(TASKS FOR THIS EXERCISE):
A. In the Postgres search guide, rewrite everything from "Full‑Text Search in" down to "search can be.", changing "Elasticsearch" to "OpenSearch".
B. Shorten the paragraph of the Postgres search guide that begins "Full-text search powers everything", keeping its main facts.
C. Resume the Postgres search guide after its last sentence.

Full‑Text Search in Postgres with TypeScript
Introduction
Full-text search powers everything from e-commerce product discovery to documentation sites. While many developers reach for complete solutions like Algolia or Elasticsearch, PostgreSQL's built-in full-text search delivers millisecond response times on millions of documents with zero additional infrastructure. We'll build a complete search solution using Bun, Drizzle ORM, and PostgreSQL's tsvector to show you how simple yet powerful database-native search can be.
Prerequisites
Before we dive in, ensure you have the following set up:
- Bun runtime installed (Bun) - see our Introduction to Bun
- PostgreSQL database running and accessible. You'll need at least version
12to support all features used in this guide. - Basic knowledge of PostgreSQL and JavaScript/TypeScript
Project setup
Let's start by initializing our project and setting up the basic structure:
# Initialize project with Bun
mkdir article-search
cd article-search
bun init -y
# Feel free to delete the default `index.ts` file - we won't use it
rm index.ts
# Install dependencies
bun add drizzle-orm
bun add -d @types/bun drizzle-kit pg
Create a .env file with your PostgreSQL connection string. Note that Bun automatically loads .env files, so we don't need the dotenv package.

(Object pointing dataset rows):
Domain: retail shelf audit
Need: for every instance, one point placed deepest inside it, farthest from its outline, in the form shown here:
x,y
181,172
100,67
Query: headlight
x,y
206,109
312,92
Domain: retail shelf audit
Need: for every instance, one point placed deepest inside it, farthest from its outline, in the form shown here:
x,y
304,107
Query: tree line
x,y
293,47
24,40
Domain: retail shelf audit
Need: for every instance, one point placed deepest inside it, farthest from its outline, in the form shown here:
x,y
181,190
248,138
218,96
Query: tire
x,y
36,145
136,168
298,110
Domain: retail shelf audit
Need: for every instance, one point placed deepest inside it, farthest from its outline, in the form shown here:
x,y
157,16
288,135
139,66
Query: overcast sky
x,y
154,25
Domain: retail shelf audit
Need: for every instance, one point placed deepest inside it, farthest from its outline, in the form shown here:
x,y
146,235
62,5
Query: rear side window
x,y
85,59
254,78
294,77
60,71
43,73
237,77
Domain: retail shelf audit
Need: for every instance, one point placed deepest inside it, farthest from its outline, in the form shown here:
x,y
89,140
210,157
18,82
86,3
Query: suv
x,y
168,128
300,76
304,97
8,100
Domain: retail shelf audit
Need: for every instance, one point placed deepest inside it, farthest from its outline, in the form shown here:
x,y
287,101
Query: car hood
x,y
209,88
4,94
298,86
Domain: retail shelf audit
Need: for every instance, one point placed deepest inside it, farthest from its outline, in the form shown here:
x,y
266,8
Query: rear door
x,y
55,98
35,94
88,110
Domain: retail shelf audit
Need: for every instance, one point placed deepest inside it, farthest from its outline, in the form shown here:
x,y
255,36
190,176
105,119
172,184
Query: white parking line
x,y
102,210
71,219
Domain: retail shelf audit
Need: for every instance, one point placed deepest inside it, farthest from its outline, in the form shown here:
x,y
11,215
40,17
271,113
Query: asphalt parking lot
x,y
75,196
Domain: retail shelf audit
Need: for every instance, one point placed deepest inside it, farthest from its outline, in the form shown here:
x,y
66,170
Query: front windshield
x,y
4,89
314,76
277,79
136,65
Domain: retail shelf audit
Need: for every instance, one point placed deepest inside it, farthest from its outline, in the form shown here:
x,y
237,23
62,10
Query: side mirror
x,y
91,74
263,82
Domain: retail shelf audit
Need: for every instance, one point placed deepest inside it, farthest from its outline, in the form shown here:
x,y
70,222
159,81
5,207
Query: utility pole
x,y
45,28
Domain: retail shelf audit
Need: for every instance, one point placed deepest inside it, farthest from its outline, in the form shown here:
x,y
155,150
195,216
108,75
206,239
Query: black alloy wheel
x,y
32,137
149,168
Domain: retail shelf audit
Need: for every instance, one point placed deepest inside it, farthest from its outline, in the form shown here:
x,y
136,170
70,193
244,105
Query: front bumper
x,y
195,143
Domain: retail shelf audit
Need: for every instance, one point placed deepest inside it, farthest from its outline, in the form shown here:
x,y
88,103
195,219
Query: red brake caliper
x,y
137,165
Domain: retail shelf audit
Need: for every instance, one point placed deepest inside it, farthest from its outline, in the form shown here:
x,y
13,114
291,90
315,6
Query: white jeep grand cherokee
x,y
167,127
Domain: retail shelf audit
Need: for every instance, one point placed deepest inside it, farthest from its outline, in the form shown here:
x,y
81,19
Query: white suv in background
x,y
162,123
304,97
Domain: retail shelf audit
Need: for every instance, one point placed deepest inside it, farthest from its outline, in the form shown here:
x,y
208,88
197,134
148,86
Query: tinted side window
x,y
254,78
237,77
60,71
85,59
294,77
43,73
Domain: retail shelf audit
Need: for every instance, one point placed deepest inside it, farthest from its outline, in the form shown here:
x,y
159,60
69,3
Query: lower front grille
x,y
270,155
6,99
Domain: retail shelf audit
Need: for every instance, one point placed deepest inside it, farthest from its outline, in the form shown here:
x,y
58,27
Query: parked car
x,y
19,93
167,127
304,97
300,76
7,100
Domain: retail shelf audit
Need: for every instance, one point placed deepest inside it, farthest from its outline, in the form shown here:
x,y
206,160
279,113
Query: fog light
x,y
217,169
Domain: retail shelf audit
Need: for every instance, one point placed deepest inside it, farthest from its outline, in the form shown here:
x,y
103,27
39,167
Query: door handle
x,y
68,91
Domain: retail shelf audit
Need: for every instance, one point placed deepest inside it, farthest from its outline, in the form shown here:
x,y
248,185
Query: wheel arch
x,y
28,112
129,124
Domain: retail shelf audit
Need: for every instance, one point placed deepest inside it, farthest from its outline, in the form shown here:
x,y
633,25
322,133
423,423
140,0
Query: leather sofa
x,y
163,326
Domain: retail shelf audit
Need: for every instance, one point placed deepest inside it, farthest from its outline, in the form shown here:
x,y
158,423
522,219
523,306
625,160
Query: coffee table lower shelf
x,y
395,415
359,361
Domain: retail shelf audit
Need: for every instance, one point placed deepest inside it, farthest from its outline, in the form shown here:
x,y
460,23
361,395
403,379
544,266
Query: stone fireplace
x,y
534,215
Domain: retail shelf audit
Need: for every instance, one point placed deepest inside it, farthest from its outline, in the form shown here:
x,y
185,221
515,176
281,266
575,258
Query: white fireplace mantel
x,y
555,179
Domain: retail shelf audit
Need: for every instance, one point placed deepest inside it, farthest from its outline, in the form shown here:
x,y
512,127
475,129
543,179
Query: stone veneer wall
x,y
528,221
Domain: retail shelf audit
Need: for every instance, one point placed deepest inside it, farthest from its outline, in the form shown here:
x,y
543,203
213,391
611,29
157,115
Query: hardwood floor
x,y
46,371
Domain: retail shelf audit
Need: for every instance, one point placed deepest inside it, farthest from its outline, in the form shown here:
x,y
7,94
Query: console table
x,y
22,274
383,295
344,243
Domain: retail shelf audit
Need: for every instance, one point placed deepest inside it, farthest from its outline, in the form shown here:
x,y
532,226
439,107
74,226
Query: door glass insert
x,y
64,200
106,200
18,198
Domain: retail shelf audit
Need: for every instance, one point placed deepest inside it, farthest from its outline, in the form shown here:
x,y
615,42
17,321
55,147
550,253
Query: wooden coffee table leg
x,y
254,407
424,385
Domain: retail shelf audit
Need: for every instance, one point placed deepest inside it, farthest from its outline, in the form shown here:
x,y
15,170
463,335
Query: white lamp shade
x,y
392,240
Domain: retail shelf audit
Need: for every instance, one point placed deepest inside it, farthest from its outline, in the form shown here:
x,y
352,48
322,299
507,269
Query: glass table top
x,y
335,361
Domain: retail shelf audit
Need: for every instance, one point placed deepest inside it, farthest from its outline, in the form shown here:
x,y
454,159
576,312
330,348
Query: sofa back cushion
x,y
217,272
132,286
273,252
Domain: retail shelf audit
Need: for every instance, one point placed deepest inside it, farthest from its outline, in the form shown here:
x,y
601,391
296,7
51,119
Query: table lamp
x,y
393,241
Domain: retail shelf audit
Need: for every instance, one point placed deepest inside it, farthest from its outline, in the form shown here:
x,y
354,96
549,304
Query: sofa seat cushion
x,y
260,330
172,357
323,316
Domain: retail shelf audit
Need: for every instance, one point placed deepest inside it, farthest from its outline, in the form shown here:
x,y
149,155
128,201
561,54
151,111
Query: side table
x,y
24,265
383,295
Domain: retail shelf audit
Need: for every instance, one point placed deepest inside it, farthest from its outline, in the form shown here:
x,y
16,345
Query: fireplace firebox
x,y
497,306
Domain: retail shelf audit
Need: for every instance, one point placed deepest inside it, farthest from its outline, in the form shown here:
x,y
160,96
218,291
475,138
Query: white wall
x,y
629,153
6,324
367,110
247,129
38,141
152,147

(TASK RESULTS):
A.
Full‑Text Search in Postgres with TypeScript
Introduction
Full-text search powers everything from e-commerce product discovery to documentation sites. While many developers reach for complete solutions like Algolia or OpenSearch, PostgreSQL's built-in full-text search delivers millisecond response times on millions of documents with zero additional infrastructure. We'll build a complete search solution using Bun, Drizzle ORM, and PostgreSQL's tsvector to show you how simple yet powerful database-native search can be.

B. Full-text search serves uses from e-commerce product discovery to documentation sites. Instead of turning to Algolia or Elasticsearch, developers can use PostgreSQL's built-in full-text search, which answers in milliseconds across millions of documents and needs no additional infrastructure. The guide builds a complete search solution with Bun, Drizzle ORM, and PostgreSQL's tsvector.

C.
DATABASE_URL=postgres://username:password@localhost:5432/article_search
If you don't have a PostgreSQL database up and running, you can use the following command to start a new PostgreSQL database using Docker:
docker run -d --name postgres-article-search -e POSTGRES_USER=username -e POSTGRES_PASSWORD=password -e POSTGRES_DB=article_search -p 5432:5432 postgres:latest
Now let's set up our database connection with Drizzle:
import { drizzle } from 'drizzle-orm/bun-sql';
export const db = drizzle(process.env.DATABASE_URL!);
Creating the Basic Schema
We'll start with a simple articles table that we can use to demonstrate search capabilities:
import { pgTable, serial, timestamp, text } from 'drizzle-orm/pg-core';
export const articlesTable = pgTable('articles', {
id: serial('id').primaryKey(),
title: text('title').notNull(),
body: text('body'),
createdAt: timestamp('created_at').defaultNow().notNull(),
updatedAt: timestamp('updated_at').defaultNow().notNull(),
// We'll add our search-optimized column here soon!
});
Create the Drizzle configuration file:
import { defineConfig } from 'drizzle-kit';
export default defineConfig({
dialect: 'postgresql',
schema: './src/db/schema.ts',
out: './src/db/migrations',
dbCredentials: {
url: process.env.DATABASE_URL!,
},
});
Generate and run the migration:
# Generate migration
bun drizzle-kit generate
# Run migration
bun drizzle-kit migrate
If you would like to learn more about Drizzle, better understand the schema and configuration we just used, and the migrations, see our Getting started with Drizzle ORM guide.
Seeding Sample Data
Let's create some sample articles to work with, feel free to add your own examples:
import { db } from './index';
import { articlesTable } from './schema';
const sampleArticles = [
{
title: "Better Stack: Complete Observability for Modern Applications",
body: "Better Stack provides comprehensive logging, uptime monitoring, and incident management. With Better Stack's advanced log management, you can centralize logs from all your applications, set up intelligent alerts, and debug issues faster. The platform excels at log aggregation, structured logging, and real-time log analysis, making it essential for maintaining application reliability and performance monitoring."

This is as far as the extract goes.